-- BEGIN --

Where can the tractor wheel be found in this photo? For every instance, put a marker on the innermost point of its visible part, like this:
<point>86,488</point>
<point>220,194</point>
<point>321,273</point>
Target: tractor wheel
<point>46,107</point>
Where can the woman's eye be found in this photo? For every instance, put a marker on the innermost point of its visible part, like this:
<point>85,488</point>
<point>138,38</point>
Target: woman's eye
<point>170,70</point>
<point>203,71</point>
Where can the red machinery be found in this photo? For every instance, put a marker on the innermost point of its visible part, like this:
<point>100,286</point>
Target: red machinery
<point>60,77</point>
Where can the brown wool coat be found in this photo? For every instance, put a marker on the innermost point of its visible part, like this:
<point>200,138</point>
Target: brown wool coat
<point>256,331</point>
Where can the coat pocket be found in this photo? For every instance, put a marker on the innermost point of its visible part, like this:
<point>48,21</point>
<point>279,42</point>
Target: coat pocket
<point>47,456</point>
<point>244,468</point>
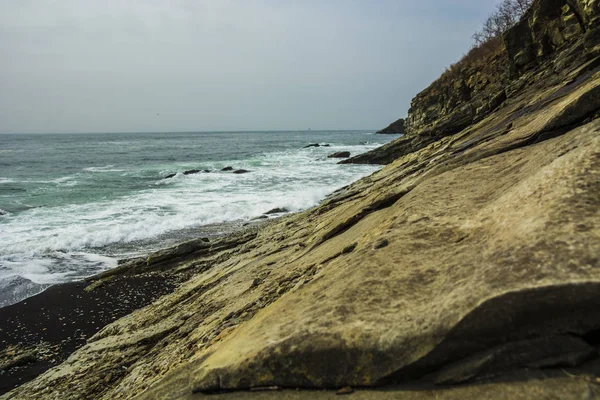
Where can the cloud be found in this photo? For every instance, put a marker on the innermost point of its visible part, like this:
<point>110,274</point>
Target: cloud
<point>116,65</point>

-- END --
-- BEGIN --

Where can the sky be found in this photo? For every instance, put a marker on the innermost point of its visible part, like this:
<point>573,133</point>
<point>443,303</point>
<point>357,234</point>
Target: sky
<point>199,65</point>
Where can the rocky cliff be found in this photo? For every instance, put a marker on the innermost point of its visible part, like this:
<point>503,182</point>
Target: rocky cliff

-- END --

* [Instructions to follow]
Starting with the line that contains "Where can the tractor" and going on through the line that contains "<point>60,77</point>", lay out those lines of the records above as a JSON list of strings. Include both end lines, give each line its own string, and leave out any blank lines.

* [Written response]
[
  "Where can the tractor wheel be found in this photo? For every instance, put a marker on the innermost point of its visible part, like this:",
  "<point>86,488</point>",
  "<point>220,194</point>",
  "<point>321,273</point>",
  "Target: tractor wheel",
  "<point>46,107</point>",
  "Where can the woman's eye be found in this photo? For every instance, put a marker on the innermost point of its visible part, like this:",
  "<point>85,488</point>",
  "<point>138,38</point>",
  "Target: woman's eye",
  "<point>170,70</point>",
  "<point>203,71</point>",
  "Where can the red machinery be found in this photo? For every instance, put a marker on the innermost point of its visible part, like this:",
  "<point>100,286</point>",
  "Target: red machinery",
  "<point>60,77</point>"
]